→ **Source data**
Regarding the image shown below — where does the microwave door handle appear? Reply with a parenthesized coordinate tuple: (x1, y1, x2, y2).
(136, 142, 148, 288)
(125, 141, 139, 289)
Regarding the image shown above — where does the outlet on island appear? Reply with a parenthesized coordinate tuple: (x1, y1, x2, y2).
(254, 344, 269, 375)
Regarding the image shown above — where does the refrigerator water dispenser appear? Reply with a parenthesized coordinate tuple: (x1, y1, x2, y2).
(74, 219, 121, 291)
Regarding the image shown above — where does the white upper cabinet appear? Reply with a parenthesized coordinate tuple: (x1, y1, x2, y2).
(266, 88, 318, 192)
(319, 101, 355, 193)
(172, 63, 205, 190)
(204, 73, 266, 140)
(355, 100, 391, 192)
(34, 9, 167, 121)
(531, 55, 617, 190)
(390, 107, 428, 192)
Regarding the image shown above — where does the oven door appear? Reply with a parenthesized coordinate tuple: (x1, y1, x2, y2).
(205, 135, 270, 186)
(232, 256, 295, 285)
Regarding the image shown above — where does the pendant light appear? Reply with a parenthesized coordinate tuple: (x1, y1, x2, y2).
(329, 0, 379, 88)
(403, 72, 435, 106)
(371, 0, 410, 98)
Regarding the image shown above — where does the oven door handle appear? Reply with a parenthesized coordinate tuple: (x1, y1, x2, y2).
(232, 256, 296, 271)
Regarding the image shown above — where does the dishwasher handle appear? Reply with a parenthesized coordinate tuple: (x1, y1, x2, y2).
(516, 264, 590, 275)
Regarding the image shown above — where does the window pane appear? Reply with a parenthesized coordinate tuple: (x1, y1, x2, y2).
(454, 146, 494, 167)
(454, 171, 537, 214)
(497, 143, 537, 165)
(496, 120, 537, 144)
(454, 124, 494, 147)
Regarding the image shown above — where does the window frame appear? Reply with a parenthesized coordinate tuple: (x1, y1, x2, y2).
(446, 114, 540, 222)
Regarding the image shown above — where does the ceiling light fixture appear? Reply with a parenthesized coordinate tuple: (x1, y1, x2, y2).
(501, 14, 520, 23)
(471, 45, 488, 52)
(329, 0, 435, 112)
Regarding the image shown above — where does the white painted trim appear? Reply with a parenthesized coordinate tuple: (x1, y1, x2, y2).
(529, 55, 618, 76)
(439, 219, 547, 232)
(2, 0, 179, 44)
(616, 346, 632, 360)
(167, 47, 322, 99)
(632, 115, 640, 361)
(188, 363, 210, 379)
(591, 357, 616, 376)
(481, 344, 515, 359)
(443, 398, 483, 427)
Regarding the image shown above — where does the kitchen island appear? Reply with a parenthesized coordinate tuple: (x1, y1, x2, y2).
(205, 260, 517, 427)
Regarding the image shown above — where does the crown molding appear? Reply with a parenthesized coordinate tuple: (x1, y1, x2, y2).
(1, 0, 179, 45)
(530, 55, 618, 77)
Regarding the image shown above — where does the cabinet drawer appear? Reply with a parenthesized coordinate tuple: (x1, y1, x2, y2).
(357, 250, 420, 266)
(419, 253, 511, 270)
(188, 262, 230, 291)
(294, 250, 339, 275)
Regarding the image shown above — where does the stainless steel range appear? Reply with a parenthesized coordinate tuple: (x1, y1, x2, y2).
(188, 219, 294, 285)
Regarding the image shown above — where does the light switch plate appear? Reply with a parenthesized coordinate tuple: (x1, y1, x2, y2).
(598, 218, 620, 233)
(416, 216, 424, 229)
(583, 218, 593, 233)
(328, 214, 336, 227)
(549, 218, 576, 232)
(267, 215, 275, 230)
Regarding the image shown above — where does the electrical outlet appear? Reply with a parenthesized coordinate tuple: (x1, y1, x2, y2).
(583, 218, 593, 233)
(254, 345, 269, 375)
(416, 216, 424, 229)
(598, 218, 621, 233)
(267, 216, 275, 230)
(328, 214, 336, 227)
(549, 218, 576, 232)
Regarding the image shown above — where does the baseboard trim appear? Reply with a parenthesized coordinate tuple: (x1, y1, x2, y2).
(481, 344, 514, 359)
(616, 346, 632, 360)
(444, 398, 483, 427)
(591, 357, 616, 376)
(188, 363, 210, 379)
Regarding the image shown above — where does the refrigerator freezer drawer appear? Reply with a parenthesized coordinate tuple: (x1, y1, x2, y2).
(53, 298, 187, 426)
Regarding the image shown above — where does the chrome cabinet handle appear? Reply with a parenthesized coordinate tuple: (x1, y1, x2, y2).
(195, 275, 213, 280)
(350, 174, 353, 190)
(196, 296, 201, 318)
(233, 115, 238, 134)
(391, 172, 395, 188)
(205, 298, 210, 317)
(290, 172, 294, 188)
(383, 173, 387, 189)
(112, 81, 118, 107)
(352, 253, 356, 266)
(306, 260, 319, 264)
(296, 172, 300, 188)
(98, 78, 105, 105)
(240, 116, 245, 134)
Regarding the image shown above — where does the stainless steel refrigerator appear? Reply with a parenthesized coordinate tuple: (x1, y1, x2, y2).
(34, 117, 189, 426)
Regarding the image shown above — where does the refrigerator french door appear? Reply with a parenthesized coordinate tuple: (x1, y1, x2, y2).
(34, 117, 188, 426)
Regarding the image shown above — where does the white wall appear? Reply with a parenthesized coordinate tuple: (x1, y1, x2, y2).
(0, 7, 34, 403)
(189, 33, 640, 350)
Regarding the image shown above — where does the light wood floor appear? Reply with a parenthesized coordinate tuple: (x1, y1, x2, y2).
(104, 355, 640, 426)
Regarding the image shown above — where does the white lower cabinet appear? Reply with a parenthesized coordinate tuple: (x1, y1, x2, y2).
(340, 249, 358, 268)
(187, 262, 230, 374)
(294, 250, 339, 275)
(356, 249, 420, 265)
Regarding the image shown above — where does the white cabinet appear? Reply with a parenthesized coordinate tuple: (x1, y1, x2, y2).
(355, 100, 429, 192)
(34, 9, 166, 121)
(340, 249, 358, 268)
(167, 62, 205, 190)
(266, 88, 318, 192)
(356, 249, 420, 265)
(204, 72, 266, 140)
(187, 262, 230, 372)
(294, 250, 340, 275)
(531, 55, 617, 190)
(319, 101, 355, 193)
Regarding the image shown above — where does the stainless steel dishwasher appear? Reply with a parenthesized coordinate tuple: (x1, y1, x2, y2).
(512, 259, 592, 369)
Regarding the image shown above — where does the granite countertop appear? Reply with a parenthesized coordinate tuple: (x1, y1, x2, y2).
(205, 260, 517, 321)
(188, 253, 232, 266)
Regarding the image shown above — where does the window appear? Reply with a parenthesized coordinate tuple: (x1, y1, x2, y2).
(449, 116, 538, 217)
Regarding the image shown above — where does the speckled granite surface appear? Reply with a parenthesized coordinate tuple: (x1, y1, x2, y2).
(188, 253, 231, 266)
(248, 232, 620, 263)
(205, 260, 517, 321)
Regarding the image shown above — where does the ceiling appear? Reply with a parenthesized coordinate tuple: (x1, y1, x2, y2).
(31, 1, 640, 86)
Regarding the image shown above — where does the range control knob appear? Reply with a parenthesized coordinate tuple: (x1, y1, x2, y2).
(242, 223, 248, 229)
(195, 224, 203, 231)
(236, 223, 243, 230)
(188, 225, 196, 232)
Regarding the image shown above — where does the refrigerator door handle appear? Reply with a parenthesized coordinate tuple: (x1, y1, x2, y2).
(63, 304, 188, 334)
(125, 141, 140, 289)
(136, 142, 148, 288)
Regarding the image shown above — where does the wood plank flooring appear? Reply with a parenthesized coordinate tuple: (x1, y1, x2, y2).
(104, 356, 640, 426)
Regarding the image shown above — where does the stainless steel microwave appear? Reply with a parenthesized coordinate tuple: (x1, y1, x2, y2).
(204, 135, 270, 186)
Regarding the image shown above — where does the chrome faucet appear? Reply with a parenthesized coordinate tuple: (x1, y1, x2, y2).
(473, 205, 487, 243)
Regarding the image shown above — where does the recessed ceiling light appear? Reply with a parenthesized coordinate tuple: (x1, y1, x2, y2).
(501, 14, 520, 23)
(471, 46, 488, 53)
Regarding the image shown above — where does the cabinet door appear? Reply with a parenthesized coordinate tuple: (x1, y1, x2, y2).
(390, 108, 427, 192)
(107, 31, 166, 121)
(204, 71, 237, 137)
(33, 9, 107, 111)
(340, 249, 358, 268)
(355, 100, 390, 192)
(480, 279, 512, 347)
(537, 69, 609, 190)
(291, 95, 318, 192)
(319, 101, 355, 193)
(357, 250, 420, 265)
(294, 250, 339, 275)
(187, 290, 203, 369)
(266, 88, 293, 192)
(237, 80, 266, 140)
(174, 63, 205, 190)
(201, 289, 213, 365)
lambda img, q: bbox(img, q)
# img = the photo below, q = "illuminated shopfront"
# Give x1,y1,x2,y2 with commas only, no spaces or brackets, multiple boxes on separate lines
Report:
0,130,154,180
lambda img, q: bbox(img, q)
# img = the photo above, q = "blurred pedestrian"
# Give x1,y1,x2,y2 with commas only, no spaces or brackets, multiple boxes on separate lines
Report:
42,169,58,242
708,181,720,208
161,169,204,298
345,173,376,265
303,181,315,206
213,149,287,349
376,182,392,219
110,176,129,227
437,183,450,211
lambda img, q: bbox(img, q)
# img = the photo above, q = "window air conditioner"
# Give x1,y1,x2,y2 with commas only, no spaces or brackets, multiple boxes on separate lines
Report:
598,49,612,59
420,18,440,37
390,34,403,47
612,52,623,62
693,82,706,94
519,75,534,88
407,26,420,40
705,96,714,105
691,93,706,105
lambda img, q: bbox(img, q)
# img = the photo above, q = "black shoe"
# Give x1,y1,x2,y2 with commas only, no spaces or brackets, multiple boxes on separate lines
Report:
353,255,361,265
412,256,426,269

→ **Problem description**
Search the material above for the string "photo", and copy every line in which it turns up.

→ **Answer to this exercise**
# img = the photo below, q = "illuminated shopfront"
# img = the photo above, q = "blurred pedestrian"
# img = the photo above, q = "window air conditioner"
# img = the photo above, q = "black shoe"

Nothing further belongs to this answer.